# Which single stage blower should I get?



## Bob_McBob (Aug 31, 2020)

I'm in southern Ontario, and my driveway is about 38' x 22', along with a walkway and walled patio in front of the house that I like to keep clear. I currently have a Craftsman 2-stage blower which is self-propelled, zero turn, electric start, etc., but I really hate using it. The patio in particular is a huge pain in the ass because it's too big to maneuver around without hauling it back and forth, and overall the experience just feels like it's way too much effort unless there's a huge dumping of snow. I decided last season I would sell the Craftsman and get a single stage Toro, but I had to wait until this season because they were out of stock by then.

I'm interested in either the 721 or 821, but I can't decide whether the QZE feature in particular is worth the extra money. My current blower has a nice joystick controller for the chute which is quite handy, so manually turning it with a stick with each pass seems like a bit of a downgrade. On the other hand, I've read comments from snow removal contractors saying the QZE mechanism can ice up and stop working. The garage is heated above freezing in the winter, so is that a concern? Would I see any benefit from the 821 over the 721? I've never really used the electric start, since getting out an extension cable is usually more effort than just pulling a starter, though perhaps I might change my mind with a lighter blower. In any case, I'd really appreciate some input from other owners so I can narrow down the exact model to order.


----------



## leonz (Dec 12, 2014)

If it were me I would be torn between the 821 or the power max 824 as I would much rather have a self propelled and I am looking to buy a self propelled this year as I have had the snow pups for 42 years and the JD 2 stage JUNK I have is so bad I cannot get anyone to steal it!!!!!!!!!. The 824 has the joystick on the control panel so that is something you are familiar with.
I want to upgrade as I am not getting any younger and the new single stages are too heavy to lift for me as I have been stuffed with a pacemaker and I have an imposed weigh lifting restriction.

I would go to your Toro dealer and ask about test driving an 824 OE before I made up my mind as pushing gets very old and the new single stages have 4 cycle engines which are much heavier than the old single stages WHICH I HOPE Toro brings back by simply installing catalytic converters on them.

You can purchase a snow cab, front weight kit, drift breaker and the poly skids to keep it from marring the patio stone.

Using the US prices:

824 OE is $999.00

They seem to have removed the prices of the accessories for some reason GGGRRR.

The larger single stage is 200.00 less than the 824 OE and for the money I would upgrade to the 824 as it is self propelled and you can purchase the poly skids for it too. 
You can always add the drift breaker, front weight kit and poly skids later.


----------



## orangputeh (Nov 24, 2016)

keep it old school
keep it simple

an older single stage in excellnet condition
the more bells and whistles.....the more headaches.

• **Records**:
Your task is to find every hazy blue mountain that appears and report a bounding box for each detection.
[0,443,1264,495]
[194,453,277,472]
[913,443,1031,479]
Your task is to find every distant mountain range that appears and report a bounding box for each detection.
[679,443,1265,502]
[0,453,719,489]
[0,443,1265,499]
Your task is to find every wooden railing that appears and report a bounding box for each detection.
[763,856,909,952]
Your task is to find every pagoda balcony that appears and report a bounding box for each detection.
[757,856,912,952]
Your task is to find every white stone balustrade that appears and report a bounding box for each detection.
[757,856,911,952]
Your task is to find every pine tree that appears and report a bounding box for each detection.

• **Set exercise**: Reproduce the passage of the snow blower thread verbatim, starting at "You can purchase a" and ending at "for it too.".

• **Full response**:
You can purchase a snow cab, front weight kit, drift breaker and the poly skids to keep it from marring the patio stone.

Using the US prices:

824 OE is $999.00

They seem to have removed the prices of the accessories for some reason GGGRRR.

The larger single stage is 200.00 less than the 824 OE and for the money I would upgrade to the 824 as it is self propelled and you can purchase the poly skids for it too.